Retype the records below exactly as they appear.
------------------------------------
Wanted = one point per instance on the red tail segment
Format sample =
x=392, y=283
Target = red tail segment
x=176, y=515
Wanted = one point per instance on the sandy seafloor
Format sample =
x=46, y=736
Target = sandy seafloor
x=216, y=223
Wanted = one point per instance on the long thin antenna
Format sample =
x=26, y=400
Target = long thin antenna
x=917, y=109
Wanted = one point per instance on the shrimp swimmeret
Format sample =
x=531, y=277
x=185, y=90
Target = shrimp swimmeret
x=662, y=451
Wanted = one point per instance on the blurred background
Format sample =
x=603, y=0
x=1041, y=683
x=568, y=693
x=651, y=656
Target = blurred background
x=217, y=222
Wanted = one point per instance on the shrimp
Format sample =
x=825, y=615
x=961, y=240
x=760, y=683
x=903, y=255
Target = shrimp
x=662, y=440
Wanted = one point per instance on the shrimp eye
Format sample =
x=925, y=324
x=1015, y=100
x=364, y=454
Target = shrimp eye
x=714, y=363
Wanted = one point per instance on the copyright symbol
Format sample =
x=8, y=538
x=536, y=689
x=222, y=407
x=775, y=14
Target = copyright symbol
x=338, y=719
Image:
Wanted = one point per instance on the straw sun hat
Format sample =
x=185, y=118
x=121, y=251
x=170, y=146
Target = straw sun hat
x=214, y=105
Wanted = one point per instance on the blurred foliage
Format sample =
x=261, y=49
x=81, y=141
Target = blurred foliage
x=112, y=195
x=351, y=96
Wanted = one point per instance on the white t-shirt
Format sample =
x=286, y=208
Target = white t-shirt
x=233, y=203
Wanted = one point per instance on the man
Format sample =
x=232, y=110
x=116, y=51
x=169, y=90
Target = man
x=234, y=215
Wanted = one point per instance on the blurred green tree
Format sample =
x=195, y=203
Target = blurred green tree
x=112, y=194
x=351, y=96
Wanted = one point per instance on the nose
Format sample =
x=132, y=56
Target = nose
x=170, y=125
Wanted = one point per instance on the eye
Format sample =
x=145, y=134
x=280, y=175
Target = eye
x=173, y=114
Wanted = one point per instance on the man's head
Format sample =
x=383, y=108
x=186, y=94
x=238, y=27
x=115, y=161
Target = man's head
------------------------------------
#### SOLUTION:
Wanted = one point per instance on the red tail segment
Format sample =
x=392, y=283
Target = red tail segment
x=176, y=515
Wanted = one point per instance on the sandy seafloor
Format sample =
x=46, y=736
Target = sandy seafloor
x=216, y=223
Wanted = one point per instance on the long thin antenna
Format sample =
x=26, y=400
Target = long thin antenna
x=917, y=109
Wanted = one point per instance on the shrimp swimmeret
Format sample =
x=531, y=277
x=185, y=90
Target = shrimp swimmeret
x=662, y=451
Wanted = one point per instance on the blurred background
Format sample =
x=603, y=0
x=1041, y=683
x=568, y=693
x=651, y=656
Target = blurred background
x=217, y=222
Wanted = one point per instance on the shrimp
Format sample =
x=825, y=615
x=961, y=240
x=760, y=683
x=903, y=255
Target = shrimp
x=662, y=440
Wanted = one point per instance on the shrimp eye
Format sample =
x=925, y=324
x=1015, y=100
x=364, y=454
Target = shrimp eye
x=714, y=363
Wanted = one point per instance on the copyright symbol
Format sample =
x=8, y=538
x=536, y=689
x=222, y=407
x=775, y=14
Target = copyright symbol
x=338, y=719
Image:
Wanted = one point per instance on the straw sun hat
Format sample =
x=185, y=118
x=121, y=251
x=170, y=146
Target = straw sun hat
x=214, y=105
Wanted = one point per instance on the blurred foliage
Format sample =
x=261, y=49
x=81, y=141
Target = blurred foliage
x=112, y=195
x=351, y=96
Wanted = one point per instance on the white t-shirt
Format sample =
x=286, y=208
Target = white t-shirt
x=233, y=203
Wanted = one point per instance on the man
Format sample =
x=232, y=110
x=116, y=51
x=169, y=90
Target = man
x=234, y=215
Wanted = one point per instance on the blurred green tree
Format sample =
x=195, y=203
Target = blurred green tree
x=112, y=194
x=351, y=96
Wanted = one point per instance on the nose
Format sample =
x=132, y=56
Target = nose
x=170, y=125
Wanted = one point per instance on the eye
Format sample =
x=145, y=134
x=280, y=175
Target = eye
x=173, y=114
Wanted = one point per instance on the man's head
Format sample =
x=383, y=108
x=186, y=94
x=238, y=27
x=115, y=161
Target = man's head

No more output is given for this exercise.